Please proceed with the PySpark customer churn notebook below, picking up right after its last cell.

= Source document =
============

## Imports

In [1]:
import pyspark  # Spark
from pyspark.ml.feature import VectorAssembler  # Combine features
from pyspark.ml.classification import DecisionTreeClassifier  # Classify

## Data sourcing

In [2]:
# Create/Open a session

spark = pyspark.sql.SparkSession.builder.master('local[*]').appName('customer_churn').getOrCreate()

In [3]:
# Load in the data

df = spark.read.csv('agency_churn.csv', 
                     header = True, inferSchema = True)

In [4]:
# Check the type

type(df)

pyspark.sql.dataframe.DataFrame

## Exploration

In [5]:
# Number of rows & columns

df.count(), len(df.columns)

(900, 9)

In [6]:
# Dtypes

df.dtypes

[('Names', 'string'),
 ('Age', 'int'),
 ('Total_Purchase', 'double'),
 ('Account_Manager', 'int'),
 ('Years', 'double'),
 ('Onboard_date', 'string'),
 ('Location', 'string'),
 ('Company', 'string'),
 ('Churn', 'int')]

In [7]:
# View the data

df.show(3)

+----------------+---+--------------+---------------+-----+------------------+--------------------+--------------------+-----+
|           Names|Age|Total_Purchase|Account_Manager|Years|      Onboard_date|            Location|             Company|Churn|
+----------------+---+--------------+---------------+-----+------------------+--------------------+--------------------+-----+
|Cameron Williams| 42|       11066.8|              0| 7.22|2013-08-30 7:00:40|10265 Elizabeth M...|          Harvey LLC|    1|
|   Kevin Mueller| 41|      11916.22|              0|  6.5|2013-08-13 0:38:46|6157 Frank Garden...|          Wilson PLC|    1|
|     Eric Lozano| 38|      12884.75|              0| 6.67|2016-06-29 6:20:07|1331 Keith Court ...|Miller, Johnson a...|    1|
+----------------+---+--------------+---------------+-----+------------------+--------------------+--------------------+-----+
only showing top 3 rows



In [8]:
# Select  subset of columns

df.select("Names", "Age", "Years").show(5)

============

= Provided material =
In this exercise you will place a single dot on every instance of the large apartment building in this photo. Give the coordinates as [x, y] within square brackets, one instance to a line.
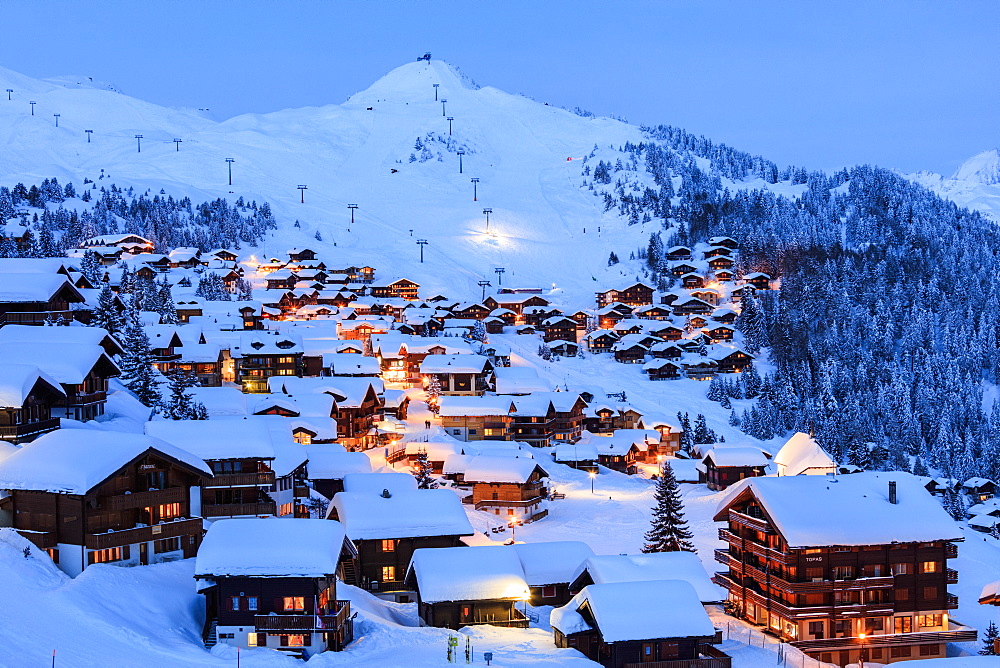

============

= Right answer =
+----------------+---+-----+
|           Names|Age|Years|
+----------------+---+-----+
|Cameron Williams| 42| 7.22|
|   Kevin Mueller| 41|  6.5|
|     Eric Lozano| 38| 6.67|
|   Phillip White| 42| 6.71|
|  Cynthia Norton| 37| 5.56|
+----------------+---+-----+
only showing top 5 rows



In [9]:
# Summary stats

df.select("Names", "Age", "Years").describe().show()

+-------+-------------+-----------------+-----------------+
|summary|        Names|              Age|            Years|
+-------+-------------+-----------------+-----------------+
|  count|          900|              898|              900|
|   mean|         null|41.81069042316258| 5.27315555555555|
| stddev|         null| 6.13303075073418|1.274449013194616|
|    min|   Aaron King|               22|              1.0|
|    max|Zachary Walsh|               65|             9.15|
+-------+-------------+-----------------+-----------------+



In [10]:
# Unique values in a column

df.select('Churn').distinct().show()

+-----+
|Churn|
+-----+
|    1|
|    0|
+-----+



In [11]:
# Group by

df.groupBy('Account_Manager').mean().select("Account_Manager", "avg(Age)").show()

+---------------+------------------+
|Account_Manager|          avg(Age)|
+---------------+------------------+
|           null|              30.0|
|              1| 41.73720930232558|
|              0|41.903640256959314|
+---------------+------------------+



## It's secretly all SQL

In [12]:
# Register the whole table (irritating temporary step)

df.createOrReplaceTempView("churn_table")

# Query it with SQL

spark.sql("SELECT Names, Age, Total_Purchase FROM churn_table LIMIT 4").show()

+----------------+---+--------------+
|           Names|Age|Total_Purchase|
+----------------+---+--------------+
|Cameron Williams| 42|       11066.8|
|   Kevin Mueller| 41|      11916.22|
|     Eric Lozano| 38|      12884.75|
|   Phillip White| 42|       8010.76|
+----------------+---+--------------+



## Cleaning

In [13]:
# Filter

df.filter(df['Age'] > 40).count()

522

In [14]:
# Find nulls in a specific column

df.filter(df["Age"].isNull()).count()

2

In [15]:
# Remove nulls

df = df.dropna(how = 'any', subset= None)

In [16]:
# Create column

df = df.withColumn(colName= 'Incorrect_Age', col= df['Age'] -7)

In [17]:
# Drop column

df = df.drop("Incorrect_Age")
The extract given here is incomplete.